Stored data ->
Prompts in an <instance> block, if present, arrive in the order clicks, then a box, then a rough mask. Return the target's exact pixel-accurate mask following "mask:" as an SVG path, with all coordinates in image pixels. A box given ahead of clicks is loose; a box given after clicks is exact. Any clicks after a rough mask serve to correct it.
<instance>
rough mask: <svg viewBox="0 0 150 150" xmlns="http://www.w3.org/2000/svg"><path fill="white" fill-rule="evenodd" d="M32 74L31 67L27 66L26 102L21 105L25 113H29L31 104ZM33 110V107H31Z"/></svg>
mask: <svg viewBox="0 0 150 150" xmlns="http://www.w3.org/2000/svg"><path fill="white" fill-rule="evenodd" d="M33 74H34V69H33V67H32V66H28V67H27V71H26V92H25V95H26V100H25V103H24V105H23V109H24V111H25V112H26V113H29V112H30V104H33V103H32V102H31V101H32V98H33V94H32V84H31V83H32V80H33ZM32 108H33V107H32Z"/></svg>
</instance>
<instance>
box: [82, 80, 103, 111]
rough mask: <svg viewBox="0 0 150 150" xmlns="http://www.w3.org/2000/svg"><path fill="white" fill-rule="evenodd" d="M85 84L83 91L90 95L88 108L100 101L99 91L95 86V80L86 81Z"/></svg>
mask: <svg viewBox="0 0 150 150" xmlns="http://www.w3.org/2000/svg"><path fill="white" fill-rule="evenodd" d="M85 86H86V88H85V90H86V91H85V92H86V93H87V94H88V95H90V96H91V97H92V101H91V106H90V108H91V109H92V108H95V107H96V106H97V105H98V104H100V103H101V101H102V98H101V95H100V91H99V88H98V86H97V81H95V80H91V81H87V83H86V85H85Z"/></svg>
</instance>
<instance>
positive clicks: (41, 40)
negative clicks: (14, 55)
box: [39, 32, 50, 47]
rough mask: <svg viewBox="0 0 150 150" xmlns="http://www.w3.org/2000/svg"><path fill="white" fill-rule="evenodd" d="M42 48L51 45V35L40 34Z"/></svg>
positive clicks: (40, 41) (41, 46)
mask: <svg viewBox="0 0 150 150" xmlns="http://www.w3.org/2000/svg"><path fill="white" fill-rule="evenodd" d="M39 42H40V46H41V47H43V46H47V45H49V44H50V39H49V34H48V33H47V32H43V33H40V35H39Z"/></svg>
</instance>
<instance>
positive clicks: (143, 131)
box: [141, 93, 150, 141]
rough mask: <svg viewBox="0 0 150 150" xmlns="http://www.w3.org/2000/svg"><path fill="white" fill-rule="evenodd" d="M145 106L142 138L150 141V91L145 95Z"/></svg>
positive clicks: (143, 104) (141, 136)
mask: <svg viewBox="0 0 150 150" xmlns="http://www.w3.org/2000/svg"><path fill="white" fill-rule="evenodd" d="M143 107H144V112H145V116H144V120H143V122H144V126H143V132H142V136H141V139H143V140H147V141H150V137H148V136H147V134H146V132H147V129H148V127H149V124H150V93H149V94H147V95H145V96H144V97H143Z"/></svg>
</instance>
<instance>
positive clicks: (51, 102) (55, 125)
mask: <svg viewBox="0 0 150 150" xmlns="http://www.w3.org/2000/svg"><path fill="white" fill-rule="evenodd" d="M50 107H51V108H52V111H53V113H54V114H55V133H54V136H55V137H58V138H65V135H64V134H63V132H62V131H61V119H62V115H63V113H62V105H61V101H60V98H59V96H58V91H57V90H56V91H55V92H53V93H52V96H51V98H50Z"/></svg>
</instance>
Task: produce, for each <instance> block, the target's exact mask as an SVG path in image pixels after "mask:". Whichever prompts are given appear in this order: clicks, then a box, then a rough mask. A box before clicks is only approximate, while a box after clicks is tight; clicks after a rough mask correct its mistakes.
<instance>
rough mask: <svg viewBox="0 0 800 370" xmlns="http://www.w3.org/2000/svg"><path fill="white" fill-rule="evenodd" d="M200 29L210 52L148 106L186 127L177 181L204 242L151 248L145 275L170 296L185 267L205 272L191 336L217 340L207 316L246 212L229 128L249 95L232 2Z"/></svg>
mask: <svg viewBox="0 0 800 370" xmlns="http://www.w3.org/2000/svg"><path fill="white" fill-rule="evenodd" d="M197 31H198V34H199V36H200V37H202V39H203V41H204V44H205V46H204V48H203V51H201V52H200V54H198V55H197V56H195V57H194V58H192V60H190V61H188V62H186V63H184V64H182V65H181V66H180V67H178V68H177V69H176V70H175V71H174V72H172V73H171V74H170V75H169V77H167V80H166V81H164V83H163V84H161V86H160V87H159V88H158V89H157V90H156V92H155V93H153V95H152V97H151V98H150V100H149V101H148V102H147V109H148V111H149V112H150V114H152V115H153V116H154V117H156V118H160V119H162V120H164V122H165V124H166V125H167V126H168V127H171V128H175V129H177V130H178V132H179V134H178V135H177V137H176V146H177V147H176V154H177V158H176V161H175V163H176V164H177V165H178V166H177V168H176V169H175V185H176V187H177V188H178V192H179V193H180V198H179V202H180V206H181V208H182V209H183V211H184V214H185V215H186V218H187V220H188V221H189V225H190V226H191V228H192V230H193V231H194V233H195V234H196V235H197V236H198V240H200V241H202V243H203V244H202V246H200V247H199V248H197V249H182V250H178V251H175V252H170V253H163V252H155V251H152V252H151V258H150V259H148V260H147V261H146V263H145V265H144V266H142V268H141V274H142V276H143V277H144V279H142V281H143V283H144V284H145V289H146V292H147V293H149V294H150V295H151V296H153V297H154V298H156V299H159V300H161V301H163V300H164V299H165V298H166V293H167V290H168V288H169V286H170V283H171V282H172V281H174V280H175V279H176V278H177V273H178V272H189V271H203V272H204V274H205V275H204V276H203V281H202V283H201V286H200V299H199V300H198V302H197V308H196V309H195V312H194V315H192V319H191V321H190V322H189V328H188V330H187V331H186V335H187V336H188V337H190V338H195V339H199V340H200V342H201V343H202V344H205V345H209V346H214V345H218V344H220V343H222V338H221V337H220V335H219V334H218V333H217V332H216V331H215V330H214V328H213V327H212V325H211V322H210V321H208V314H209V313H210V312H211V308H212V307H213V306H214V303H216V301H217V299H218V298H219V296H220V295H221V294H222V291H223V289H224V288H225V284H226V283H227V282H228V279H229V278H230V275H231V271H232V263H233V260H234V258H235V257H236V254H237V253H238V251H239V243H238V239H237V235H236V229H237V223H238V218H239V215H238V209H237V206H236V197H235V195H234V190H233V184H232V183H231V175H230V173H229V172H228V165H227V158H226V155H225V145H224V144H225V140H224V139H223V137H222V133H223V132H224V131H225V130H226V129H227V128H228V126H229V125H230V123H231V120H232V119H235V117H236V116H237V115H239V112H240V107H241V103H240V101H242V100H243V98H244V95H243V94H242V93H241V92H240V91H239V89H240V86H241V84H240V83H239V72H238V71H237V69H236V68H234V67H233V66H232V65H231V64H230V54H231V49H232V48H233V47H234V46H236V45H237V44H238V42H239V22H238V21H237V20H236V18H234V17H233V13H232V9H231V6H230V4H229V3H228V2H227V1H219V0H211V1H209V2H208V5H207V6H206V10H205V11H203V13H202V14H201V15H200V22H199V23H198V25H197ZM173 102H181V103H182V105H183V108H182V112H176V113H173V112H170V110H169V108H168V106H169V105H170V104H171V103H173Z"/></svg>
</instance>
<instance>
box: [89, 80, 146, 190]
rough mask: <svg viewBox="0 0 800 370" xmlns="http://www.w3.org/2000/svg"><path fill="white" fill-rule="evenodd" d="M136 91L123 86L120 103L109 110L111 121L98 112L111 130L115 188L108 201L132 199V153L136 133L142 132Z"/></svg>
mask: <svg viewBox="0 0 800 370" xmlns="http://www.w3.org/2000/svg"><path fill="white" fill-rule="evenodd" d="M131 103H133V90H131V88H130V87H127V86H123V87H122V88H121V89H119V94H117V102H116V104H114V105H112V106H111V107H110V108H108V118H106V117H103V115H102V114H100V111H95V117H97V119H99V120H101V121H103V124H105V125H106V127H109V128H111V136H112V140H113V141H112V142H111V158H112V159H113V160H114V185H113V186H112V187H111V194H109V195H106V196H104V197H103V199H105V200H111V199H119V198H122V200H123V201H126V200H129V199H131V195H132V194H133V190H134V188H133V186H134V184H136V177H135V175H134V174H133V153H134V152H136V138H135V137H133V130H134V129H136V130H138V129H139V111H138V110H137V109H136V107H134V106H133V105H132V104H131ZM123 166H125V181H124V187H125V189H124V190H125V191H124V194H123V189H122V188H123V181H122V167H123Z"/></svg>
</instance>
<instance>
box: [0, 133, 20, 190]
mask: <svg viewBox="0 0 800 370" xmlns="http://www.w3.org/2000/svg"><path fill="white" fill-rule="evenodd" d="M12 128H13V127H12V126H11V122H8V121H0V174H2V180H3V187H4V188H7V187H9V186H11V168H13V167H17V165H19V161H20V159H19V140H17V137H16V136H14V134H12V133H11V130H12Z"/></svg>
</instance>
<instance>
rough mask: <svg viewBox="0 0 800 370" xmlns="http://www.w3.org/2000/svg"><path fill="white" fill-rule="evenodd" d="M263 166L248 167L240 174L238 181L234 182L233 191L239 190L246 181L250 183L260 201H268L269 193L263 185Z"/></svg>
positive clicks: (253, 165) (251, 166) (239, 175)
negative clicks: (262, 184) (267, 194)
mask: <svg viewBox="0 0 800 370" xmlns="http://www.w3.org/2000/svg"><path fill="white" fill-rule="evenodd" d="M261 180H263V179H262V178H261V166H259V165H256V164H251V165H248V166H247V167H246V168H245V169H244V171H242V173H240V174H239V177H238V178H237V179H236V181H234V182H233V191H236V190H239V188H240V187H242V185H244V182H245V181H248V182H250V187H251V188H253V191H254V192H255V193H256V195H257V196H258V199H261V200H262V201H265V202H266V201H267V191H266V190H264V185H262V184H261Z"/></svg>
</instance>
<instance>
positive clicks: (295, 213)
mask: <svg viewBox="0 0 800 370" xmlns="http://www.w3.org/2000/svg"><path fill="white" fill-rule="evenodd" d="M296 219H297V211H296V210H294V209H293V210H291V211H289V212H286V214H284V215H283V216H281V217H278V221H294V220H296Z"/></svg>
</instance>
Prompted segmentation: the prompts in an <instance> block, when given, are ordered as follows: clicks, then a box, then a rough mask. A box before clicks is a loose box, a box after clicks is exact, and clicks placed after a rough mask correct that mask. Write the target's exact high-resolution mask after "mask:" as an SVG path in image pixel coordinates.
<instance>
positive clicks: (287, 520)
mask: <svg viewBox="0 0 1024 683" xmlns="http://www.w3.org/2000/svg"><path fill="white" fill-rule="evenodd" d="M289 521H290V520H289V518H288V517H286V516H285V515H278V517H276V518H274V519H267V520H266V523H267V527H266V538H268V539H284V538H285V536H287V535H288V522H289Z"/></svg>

TASK BRIEF -> Above are the records. Print exactly, and only, the lines from the line with "positive clicks: (40, 41) (41, 46)" to the line with "box: [141, 93, 150, 141]", both inclusive.

SOLUTION TO THIS TASK ->
positive clicks: (40, 41) (41, 46)
mask: <svg viewBox="0 0 150 150" xmlns="http://www.w3.org/2000/svg"><path fill="white" fill-rule="evenodd" d="M39 42H40V46H41V47H43V46H47V45H49V44H50V39H49V34H48V33H47V32H43V33H40V35H39Z"/></svg>
</instance>
<instance>
positive clicks: (143, 131)
box: [141, 93, 150, 141]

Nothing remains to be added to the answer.